28.1.14

Cabeças humanas decassilábicas




De longe avisto aquela 
cabeça humana decassilábica 
sei que é Domingos descendo a rua 
até minha porta. 
Deve ter passado noites chupando veias 
poéticas de gregos e latinos. 
Domingos quer imitar poetas arcadianos 
sem perder seu gibão moderno. 
Sem tirar a mão do tempo. 
Acha que poderá se trocar palavras, rimas, matérias. 
Está num devir neopombalino, 
para galanteio dos Amigos, 
exatamente o que acho de 
cabeças humanas decassilábicas 
sem poder dizê-lo. 
O instruir e deleitar horaciano 
combina bem com a redondilha perfeita 
do pescoço do meu 
Cavalo. 
Vou até o curral e preparo a montaria. 
Domingos e eu combinamos esticar 
a licença de El Paso até o Parnaso. 
Uma jornada para dar vazão a pensamentos 
brancos sem musicalidade, assim disse ele. 
Creio que vamos demorar nessa fatura, 
hoje estou muito emotiva, 
duvido que possa conter 
minhas consoantes/toantes 
em círculos, quadrados, triângulos. 
Escolho o terceiro buraco da fivela da barrigueira, 
faço os últimos ajustes no peitoral, 
na embocadura. 
Domingos cruza a porteira, aproxima sua 
cabeça humana decassilábica 
de mim. 
A cabeça sorri, 
o tom em vez do som. 
É isto que chamam de estro. 
Deixo dois dedos de folga na focinheira.




25.1.14

O arenque



Não há nada mais irritante do que linguinha mole no mamilo.

Vou lendo todos os livros de Auster e não entendo por que continuo.

Rabada com garfo de plástico e polenta é o prato do dia.

A única opção do cardápio, o único bar em 20 quilômetros.

Não gosto mas vou comendo.

Linguinha mole, Auster e rabada com polenta

são coisas que um dia temos de enfrentar na vida.

O vento quando bate esfria o mamilo molhado demais.

Para esquentá-lo um dawamesk com café forte.

A montanha ao lado libera íons positivos e me energiza outra vez.

Olho para o céu e procuro o ozônio da revolta de John dos Passos.

A esta altura a rabada já apodrece no meu intestino.

Explodindo com muito estilo, não brilha como o arenque.
━━━━━━━━━━━━━━━━
- **Tarefa**
No poema "Cabeças humanas decassilábicas" do texto fornecido, qual buraco da fivela da barrigueira é escolhido? Responda, por favor, em poucas palavras.

- **Extrato de dados**
━━━━━━━━━━━━━━━━
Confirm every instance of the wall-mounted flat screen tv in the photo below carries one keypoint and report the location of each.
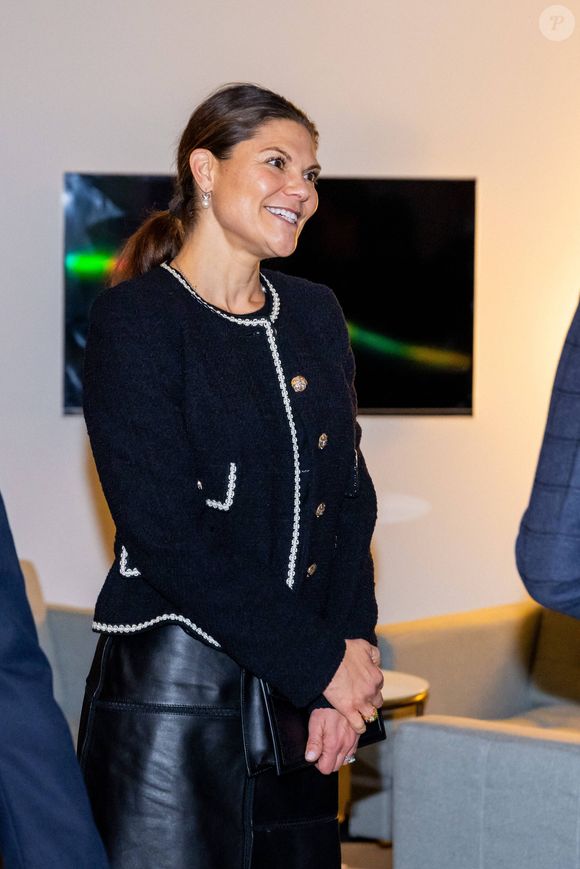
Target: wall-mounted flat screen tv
━━━━━━━━━━━━━━━━
- **Resolução**
O terceiro buraco.